WHAT THE TASK ASKS: Nothing should be left out. Give all the data again exactly as written.

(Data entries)
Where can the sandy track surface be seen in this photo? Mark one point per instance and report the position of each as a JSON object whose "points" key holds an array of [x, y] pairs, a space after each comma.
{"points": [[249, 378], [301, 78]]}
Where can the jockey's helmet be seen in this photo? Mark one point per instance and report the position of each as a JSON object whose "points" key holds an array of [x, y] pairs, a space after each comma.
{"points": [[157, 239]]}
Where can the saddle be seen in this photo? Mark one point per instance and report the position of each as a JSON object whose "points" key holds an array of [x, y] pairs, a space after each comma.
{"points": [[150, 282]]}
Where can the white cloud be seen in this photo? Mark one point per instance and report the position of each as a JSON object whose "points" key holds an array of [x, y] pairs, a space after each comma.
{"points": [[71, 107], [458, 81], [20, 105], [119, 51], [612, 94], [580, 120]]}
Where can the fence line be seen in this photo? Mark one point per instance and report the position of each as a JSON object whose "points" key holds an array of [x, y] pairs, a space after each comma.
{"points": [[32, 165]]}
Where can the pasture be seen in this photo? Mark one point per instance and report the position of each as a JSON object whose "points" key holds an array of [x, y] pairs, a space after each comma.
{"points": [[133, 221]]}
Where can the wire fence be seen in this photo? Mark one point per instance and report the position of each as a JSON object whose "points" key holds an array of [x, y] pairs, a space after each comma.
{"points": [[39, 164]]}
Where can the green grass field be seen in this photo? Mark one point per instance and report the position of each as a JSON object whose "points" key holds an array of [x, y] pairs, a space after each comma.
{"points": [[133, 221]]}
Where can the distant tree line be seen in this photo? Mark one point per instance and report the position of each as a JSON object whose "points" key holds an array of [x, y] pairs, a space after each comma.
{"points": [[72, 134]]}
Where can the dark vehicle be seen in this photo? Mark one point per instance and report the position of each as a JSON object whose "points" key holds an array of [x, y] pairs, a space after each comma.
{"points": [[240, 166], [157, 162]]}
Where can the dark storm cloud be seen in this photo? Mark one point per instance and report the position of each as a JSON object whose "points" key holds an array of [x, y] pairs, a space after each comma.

THE COMPLETED TASK:
Where can the sandy track surface be seen in this photo? Mark one point per instance and report the position of each as a JSON object whose "points" key holds an array of [x, y] pairs, a space after each comma.
{"points": [[249, 378], [301, 78]]}
Where can the jockey's helmet be seen in this photo? Mark one point per instance and report the position of each as a JSON object whose "points" key holds an array of [x, y] pairs, a space after each comma.
{"points": [[157, 239]]}
Where can the saddle be seen in this photo? Mark one point per instance and report the position of each as a JSON object whose "points" key holds an array of [x, y] pairs, a space after each comma.
{"points": [[150, 282]]}
Where can the white cloud be seen in this photo? Mark one point per instance and report the position of each as a JSON object whose "points" key holds an array of [x, y] pairs, a space after each comma.
{"points": [[71, 107], [458, 81], [20, 105], [119, 51], [612, 94], [580, 120]]}
Where can the fence line be seen in this photo? Mark one point per instance and report the position of each as a JSON object whose "points" key holds an array of [x, y] pairs, a space after each comma.
{"points": [[32, 165]]}
Where can the pasture be seen in this photo? Mark one point per instance and report the position of each as a JSON object whose "points" key holds an array of [x, y] pairs, a space after each comma.
{"points": [[133, 221]]}
Where can the wire fence be seen in this photo? Mark one point per instance and report the position of each as a JSON object whose "points" key holds an array of [x, y] pairs, a space after each comma.
{"points": [[39, 164]]}
Where can the green grass field be seen in this photo? Mark one point per instance and report the position of each as a JSON object whose "points" key holds an array of [x, y] pairs, a space after each comma.
{"points": [[133, 221]]}
Where can the distant tree line be seen in this photo? Mark one point per instance and report the position of each as a JSON object whose "points" key holds an array of [x, y] pairs, a space after each comma.
{"points": [[72, 134]]}
Where can the dark vehicle be seen in this photo? Mark one point per instance and report the position of each as a JSON object whose "points" key holds an array of [x, y] pairs, a space after each comma.
{"points": [[240, 166], [157, 162]]}
Where can the dark storm cloud be seen in this photo? Mark one point per instance and report the position of each as a JSON object whose "points" key holds an array of [x, y] pairs, a space after each comma.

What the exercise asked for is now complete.